*AIM OF THE EXERCISE*: Return every line of the records that contains the string "left", copying each line in full.
━━━━━━━━━━━━━━━━━━━━
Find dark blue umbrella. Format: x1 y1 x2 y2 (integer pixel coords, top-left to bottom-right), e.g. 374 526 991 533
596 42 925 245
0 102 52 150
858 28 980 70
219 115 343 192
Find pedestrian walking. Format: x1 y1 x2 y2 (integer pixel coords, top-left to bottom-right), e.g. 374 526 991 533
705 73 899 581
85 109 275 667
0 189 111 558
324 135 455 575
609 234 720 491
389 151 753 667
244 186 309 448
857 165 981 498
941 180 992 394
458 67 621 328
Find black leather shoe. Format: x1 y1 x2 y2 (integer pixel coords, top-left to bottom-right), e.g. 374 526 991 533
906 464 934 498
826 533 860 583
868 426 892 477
━━━━━━━━━━━━━━━━━━━━
*REPLY*:
Find dark blue umbrella. Format: x1 y1 x2 y2 (integer pixel coords, top-left to bottom-right), e.g. 374 526 991 533
Find pedestrian walking. Format: x1 y1 x2 y2 (integer pixel coords, top-left to bottom-right), e.g. 374 526 991 533
Find black leather shoe. Format: x1 y1 x2 y2 (integer pixel coords, top-left to bottom-right), e.g. 374 526 991 533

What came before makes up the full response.